#### About this exercise
Starting with the first line of the rows and going on through the line with "positive clicks: (1265, 5) (1363, 9)", switch every "clicks" to "taps" and write those lines out again with nothing else changed. Leave the pictures out.

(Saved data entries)
★ ★ ★

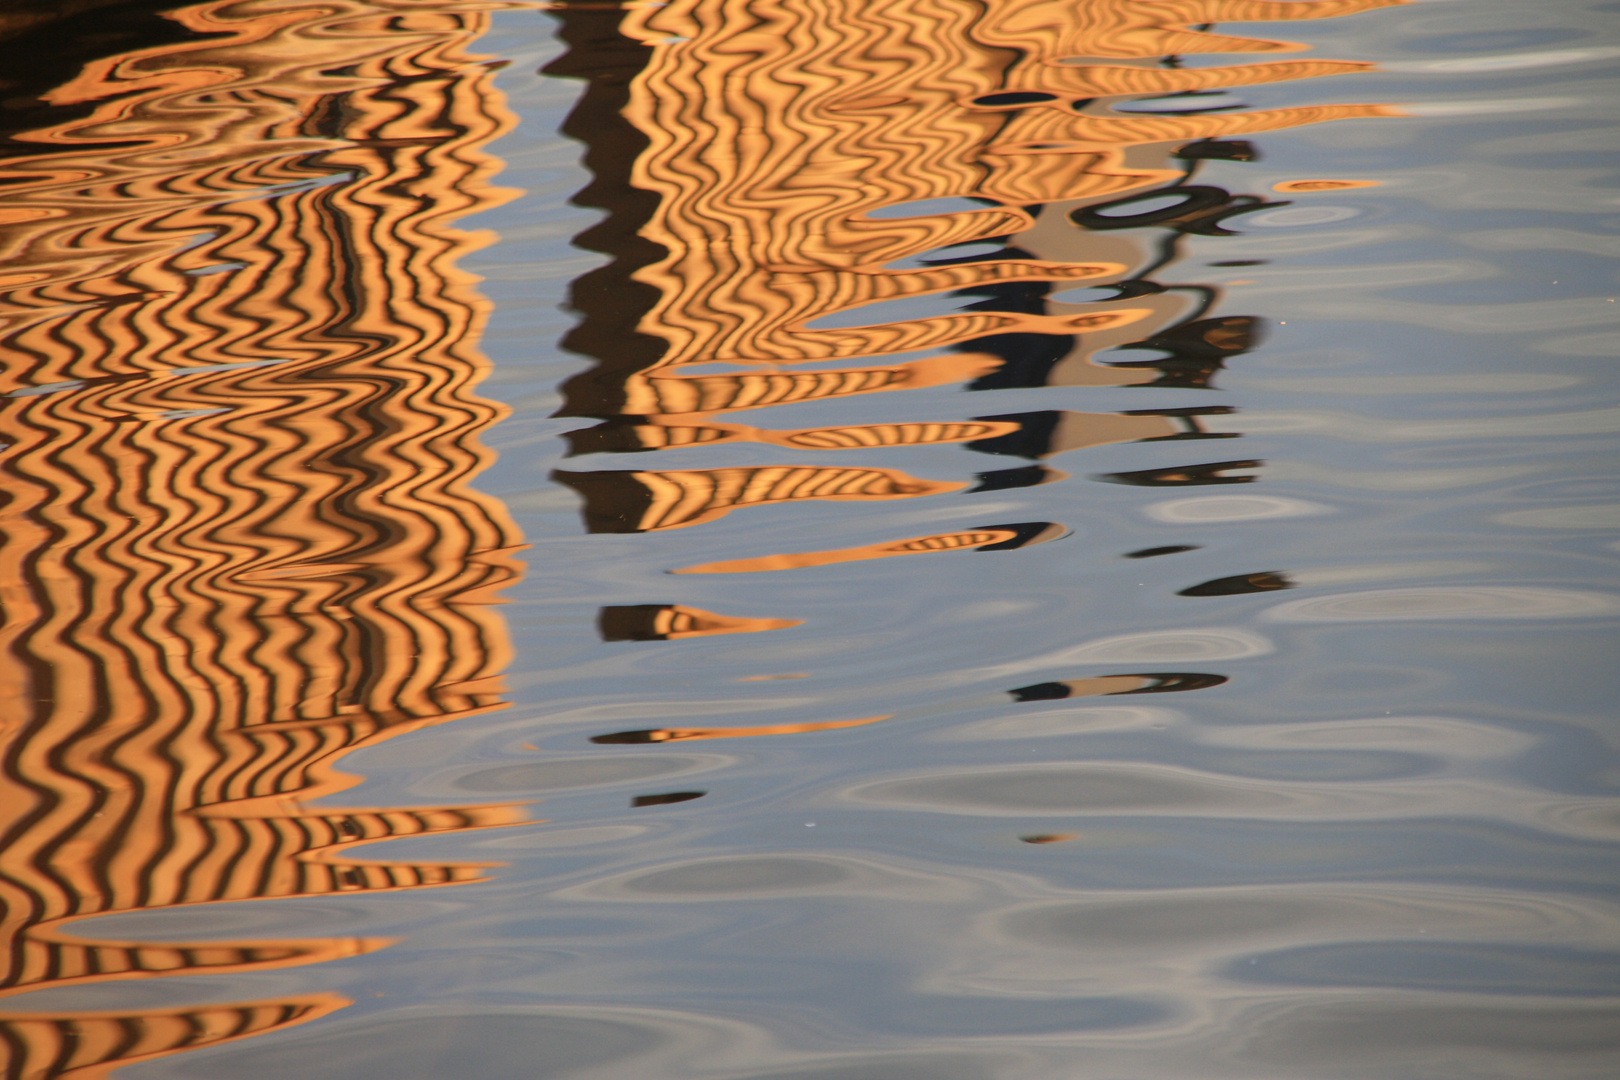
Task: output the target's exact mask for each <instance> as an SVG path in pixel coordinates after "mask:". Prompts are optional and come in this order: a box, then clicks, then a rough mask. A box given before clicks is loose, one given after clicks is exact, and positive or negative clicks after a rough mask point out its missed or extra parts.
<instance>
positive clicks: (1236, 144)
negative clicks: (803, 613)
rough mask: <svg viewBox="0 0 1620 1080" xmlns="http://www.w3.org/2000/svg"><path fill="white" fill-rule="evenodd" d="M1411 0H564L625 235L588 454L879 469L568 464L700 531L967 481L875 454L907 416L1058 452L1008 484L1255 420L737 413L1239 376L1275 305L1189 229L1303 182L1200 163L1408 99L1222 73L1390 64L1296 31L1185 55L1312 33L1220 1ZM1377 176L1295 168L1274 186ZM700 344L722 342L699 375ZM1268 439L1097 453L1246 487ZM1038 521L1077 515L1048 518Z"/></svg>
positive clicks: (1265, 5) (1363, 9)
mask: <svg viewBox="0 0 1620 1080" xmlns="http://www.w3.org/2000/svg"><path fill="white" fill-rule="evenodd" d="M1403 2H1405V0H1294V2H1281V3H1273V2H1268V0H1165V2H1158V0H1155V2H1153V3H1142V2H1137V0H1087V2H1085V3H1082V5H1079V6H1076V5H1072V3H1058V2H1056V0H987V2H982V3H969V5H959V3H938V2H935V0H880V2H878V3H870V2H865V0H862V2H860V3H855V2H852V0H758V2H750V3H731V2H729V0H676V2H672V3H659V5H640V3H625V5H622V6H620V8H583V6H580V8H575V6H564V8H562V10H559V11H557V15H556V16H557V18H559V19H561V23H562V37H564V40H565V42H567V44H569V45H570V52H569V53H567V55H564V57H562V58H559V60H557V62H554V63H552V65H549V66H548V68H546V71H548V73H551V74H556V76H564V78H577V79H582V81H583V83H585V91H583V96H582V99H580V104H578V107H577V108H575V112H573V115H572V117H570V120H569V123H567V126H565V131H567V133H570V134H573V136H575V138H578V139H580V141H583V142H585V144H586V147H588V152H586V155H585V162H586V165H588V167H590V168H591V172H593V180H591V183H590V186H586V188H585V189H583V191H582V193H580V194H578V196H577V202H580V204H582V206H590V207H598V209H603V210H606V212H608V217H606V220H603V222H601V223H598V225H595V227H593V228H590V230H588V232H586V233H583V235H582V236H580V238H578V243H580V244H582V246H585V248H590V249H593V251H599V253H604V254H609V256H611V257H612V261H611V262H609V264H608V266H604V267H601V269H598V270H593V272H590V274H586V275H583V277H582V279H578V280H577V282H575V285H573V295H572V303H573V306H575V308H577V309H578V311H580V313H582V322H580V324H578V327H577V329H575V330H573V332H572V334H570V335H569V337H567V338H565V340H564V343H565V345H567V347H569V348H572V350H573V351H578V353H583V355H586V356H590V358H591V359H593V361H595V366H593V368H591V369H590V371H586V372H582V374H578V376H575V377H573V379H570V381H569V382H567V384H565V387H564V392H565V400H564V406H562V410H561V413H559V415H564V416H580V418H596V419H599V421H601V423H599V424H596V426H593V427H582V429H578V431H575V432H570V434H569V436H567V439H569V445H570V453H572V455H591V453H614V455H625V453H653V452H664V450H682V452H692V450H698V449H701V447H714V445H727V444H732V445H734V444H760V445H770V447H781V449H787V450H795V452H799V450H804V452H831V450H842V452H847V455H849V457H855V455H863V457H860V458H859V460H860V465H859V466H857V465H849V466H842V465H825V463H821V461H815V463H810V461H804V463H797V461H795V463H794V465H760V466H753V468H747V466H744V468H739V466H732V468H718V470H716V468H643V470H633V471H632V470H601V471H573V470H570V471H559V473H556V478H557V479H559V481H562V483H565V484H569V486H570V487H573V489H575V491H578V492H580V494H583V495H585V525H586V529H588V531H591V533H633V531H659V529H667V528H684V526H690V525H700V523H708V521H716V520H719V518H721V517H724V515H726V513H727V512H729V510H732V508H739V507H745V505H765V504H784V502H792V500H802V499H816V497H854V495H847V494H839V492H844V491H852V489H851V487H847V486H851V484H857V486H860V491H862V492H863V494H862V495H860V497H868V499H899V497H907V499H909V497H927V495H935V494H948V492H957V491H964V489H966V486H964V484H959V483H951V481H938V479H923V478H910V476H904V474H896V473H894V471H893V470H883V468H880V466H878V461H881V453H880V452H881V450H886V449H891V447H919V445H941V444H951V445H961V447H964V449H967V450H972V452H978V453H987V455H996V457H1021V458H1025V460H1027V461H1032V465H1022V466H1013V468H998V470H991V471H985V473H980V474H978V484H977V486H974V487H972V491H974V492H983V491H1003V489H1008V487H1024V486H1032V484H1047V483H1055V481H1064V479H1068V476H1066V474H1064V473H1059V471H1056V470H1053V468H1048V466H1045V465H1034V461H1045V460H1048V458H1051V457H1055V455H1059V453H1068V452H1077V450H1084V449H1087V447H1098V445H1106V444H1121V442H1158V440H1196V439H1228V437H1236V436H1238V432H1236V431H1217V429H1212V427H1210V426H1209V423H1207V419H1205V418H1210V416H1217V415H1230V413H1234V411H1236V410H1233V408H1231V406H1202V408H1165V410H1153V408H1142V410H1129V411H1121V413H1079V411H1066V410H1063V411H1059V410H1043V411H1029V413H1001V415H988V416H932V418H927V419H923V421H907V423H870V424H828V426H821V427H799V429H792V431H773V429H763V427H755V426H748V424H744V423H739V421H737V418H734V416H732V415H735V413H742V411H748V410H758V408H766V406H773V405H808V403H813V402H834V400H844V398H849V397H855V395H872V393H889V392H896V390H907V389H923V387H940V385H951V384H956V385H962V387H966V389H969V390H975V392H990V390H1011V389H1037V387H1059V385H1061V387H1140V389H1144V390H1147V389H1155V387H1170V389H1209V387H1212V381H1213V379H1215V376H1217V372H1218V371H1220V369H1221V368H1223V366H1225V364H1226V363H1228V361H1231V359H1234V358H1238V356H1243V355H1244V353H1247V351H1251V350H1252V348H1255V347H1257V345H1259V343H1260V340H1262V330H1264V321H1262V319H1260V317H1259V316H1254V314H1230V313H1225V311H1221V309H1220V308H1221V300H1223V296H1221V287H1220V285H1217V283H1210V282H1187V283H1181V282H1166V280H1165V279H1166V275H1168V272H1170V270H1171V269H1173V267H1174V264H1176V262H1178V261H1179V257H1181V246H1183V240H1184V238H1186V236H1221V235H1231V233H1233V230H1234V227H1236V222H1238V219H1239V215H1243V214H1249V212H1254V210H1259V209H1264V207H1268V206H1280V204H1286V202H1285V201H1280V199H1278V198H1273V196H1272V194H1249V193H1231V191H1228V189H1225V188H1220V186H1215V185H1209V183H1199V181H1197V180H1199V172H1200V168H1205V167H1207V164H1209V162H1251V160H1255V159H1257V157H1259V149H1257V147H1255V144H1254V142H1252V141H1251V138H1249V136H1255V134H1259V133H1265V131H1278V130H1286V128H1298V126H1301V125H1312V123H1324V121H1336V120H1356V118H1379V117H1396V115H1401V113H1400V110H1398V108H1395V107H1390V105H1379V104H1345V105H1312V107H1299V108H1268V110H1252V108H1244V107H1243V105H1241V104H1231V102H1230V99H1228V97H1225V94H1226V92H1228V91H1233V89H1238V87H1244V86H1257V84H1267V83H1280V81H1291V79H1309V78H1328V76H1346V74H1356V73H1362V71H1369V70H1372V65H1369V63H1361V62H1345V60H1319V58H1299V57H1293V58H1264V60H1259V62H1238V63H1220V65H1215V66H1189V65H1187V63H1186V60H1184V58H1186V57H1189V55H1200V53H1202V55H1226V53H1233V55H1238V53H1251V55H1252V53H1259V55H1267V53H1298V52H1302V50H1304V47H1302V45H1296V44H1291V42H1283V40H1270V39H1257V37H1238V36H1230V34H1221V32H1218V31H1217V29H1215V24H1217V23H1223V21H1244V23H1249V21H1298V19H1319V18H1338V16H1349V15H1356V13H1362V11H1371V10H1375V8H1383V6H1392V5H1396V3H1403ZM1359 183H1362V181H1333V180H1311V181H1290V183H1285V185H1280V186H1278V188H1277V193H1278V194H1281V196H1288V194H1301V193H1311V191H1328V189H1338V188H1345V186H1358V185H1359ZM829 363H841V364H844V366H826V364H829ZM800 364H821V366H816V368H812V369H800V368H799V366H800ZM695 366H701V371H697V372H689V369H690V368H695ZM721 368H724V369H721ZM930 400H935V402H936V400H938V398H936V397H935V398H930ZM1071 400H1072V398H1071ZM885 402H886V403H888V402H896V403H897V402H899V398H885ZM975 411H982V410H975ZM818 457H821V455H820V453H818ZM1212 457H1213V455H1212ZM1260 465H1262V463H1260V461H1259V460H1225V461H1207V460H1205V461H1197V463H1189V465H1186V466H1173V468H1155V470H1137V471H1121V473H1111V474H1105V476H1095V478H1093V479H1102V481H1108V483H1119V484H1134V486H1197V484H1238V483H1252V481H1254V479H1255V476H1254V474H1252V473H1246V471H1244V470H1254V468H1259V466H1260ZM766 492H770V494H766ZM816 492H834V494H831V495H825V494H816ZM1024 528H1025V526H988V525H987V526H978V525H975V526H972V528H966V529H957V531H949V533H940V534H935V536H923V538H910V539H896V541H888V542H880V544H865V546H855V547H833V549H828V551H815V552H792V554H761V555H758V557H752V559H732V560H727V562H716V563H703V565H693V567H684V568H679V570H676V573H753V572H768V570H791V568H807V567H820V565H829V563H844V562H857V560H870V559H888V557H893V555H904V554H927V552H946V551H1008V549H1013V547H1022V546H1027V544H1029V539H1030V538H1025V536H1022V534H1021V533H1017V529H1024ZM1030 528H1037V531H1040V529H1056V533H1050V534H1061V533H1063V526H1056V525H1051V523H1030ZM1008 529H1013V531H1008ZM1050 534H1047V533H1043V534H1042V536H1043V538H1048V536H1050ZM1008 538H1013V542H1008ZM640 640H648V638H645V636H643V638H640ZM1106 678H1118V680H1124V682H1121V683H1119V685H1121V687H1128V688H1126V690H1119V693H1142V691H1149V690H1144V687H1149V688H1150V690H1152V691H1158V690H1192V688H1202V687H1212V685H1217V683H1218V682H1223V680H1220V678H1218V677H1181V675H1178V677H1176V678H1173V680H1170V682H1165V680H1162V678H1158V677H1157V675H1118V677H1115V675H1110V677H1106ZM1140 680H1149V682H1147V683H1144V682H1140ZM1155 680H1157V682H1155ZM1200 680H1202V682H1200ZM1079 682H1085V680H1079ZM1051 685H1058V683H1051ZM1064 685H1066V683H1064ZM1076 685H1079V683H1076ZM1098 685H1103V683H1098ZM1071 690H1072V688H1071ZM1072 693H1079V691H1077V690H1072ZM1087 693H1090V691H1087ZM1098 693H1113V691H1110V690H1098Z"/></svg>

★ ★ ★

#### The completed task
Task: output the target's exact mask for each <instance> as an SVG path in pixel coordinates after "mask:". Prompts are optional and come in this order: a box, then taps, then a rough mask. A box given before taps is loose, one given after taps is exact, and positive or negative taps after a rough mask point out its missed or extra parts.
<instance>
positive taps: (1236, 144)
negative taps: (803, 613)
rough mask: <svg viewBox="0 0 1620 1080" xmlns="http://www.w3.org/2000/svg"><path fill="white" fill-rule="evenodd" d="M1411 0H564L625 235L588 454L879 469L568 464L700 531L967 481L875 454L907 416L1058 452L1008 484L1255 420L737 413L1239 376L1275 305L1189 229L1303 182L1200 163L1408 99L1222 73L1390 64L1296 31L1185 55L1312 33L1220 1ZM1377 176L1295 168L1274 186ZM700 344L722 342L699 375ZM1268 439L1097 453L1246 487ZM1038 521L1077 515L1048 518Z"/></svg>
positive taps: (1265, 5) (1363, 9)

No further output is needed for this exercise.